◆ Problem
Count the lines in the items below that contain the string "bark", matching case exactly, and give only that number.

◆ Raw data

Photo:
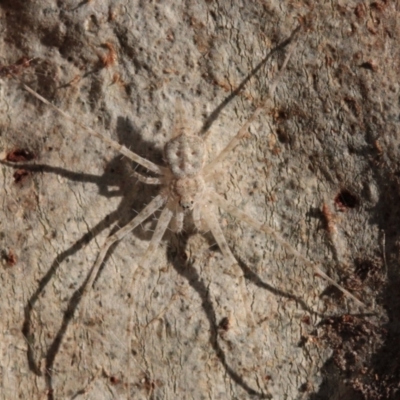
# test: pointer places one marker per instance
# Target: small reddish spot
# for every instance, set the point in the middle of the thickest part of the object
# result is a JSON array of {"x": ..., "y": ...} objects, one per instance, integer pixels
[
  {"x": 224, "y": 324},
  {"x": 345, "y": 199},
  {"x": 10, "y": 258},
  {"x": 114, "y": 380},
  {"x": 20, "y": 175},
  {"x": 20, "y": 155}
]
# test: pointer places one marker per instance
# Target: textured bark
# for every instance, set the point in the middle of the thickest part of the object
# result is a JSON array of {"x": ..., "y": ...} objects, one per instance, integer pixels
[{"x": 320, "y": 166}]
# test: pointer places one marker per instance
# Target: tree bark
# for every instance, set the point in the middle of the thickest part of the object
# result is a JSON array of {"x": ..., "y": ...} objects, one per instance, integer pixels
[{"x": 320, "y": 166}]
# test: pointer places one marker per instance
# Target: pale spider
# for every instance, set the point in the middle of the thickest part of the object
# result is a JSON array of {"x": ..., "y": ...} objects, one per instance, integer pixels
[{"x": 185, "y": 188}]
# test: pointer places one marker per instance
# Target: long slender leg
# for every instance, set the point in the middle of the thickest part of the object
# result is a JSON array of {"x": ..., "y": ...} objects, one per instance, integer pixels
[
  {"x": 146, "y": 179},
  {"x": 213, "y": 224},
  {"x": 161, "y": 227},
  {"x": 209, "y": 168},
  {"x": 115, "y": 145},
  {"x": 221, "y": 202},
  {"x": 152, "y": 207}
]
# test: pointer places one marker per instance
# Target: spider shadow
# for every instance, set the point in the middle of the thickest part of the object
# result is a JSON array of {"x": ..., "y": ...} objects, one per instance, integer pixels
[
  {"x": 117, "y": 175},
  {"x": 189, "y": 272},
  {"x": 133, "y": 195}
]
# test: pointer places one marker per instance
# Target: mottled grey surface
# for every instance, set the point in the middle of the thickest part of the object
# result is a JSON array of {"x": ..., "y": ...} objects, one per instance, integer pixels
[{"x": 181, "y": 331}]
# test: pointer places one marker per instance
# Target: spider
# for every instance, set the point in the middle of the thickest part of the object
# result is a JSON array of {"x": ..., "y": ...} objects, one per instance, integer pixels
[{"x": 185, "y": 188}]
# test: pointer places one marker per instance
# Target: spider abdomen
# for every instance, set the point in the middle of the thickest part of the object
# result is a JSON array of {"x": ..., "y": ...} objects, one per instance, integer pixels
[{"x": 187, "y": 190}]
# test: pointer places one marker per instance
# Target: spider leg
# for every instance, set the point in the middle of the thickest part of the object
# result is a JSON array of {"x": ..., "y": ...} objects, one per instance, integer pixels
[
  {"x": 221, "y": 202},
  {"x": 211, "y": 221},
  {"x": 115, "y": 145},
  {"x": 152, "y": 207},
  {"x": 177, "y": 221},
  {"x": 146, "y": 179},
  {"x": 209, "y": 168},
  {"x": 161, "y": 227}
]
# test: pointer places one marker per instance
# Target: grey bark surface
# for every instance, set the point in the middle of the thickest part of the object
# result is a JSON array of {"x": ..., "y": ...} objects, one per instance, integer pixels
[{"x": 320, "y": 166}]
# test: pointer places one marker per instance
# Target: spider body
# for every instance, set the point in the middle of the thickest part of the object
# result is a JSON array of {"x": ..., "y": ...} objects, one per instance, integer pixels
[
  {"x": 185, "y": 155},
  {"x": 184, "y": 190}
]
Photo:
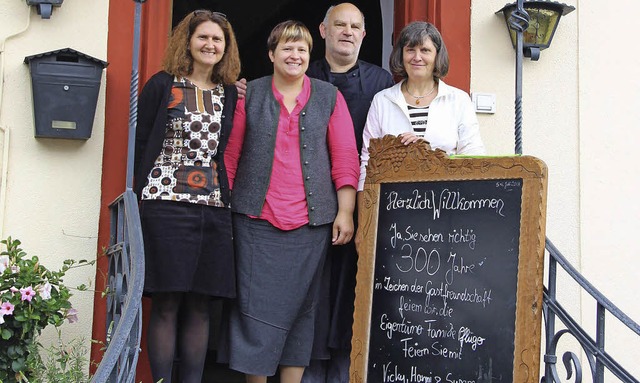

◆ Full answer
3